[Material provided]:
Segment Open

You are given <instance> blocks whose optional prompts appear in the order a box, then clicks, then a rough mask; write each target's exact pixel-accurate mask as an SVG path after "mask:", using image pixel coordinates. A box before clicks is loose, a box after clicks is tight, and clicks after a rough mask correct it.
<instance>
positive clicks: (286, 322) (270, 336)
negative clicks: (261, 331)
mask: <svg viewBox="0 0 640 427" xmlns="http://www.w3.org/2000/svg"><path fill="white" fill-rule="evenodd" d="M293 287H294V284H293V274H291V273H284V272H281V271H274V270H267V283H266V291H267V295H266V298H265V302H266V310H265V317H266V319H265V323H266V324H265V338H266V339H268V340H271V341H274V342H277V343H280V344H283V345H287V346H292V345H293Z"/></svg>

Segment Closed

[Required action]: Reproduce these rows, swapping "clicks" for "points" at every occurrence and leaving all else unchanged.

[Solution to the problem]:
You are given <instance> blocks whose optional prompts appear in the order a box, then points, then a rough mask; write each target's exact pixel-accurate mask as an SVG path after "mask:", using image pixel coordinates. A box before points is loose, a box after points is tight, and points after a rough mask correct it.
<instance>
positive points: (286, 322) (270, 336)
negative points: (261, 331)
mask: <svg viewBox="0 0 640 427" xmlns="http://www.w3.org/2000/svg"><path fill="white" fill-rule="evenodd" d="M293 287H294V284H293V274H291V273H284V272H281V271H274V270H267V283H266V291H267V295H266V298H265V302H266V310H265V317H266V319H265V323H266V324H265V338H266V339H268V340H271V341H274V342H277V343H280V344H283V345H287V346H292V345H293Z"/></svg>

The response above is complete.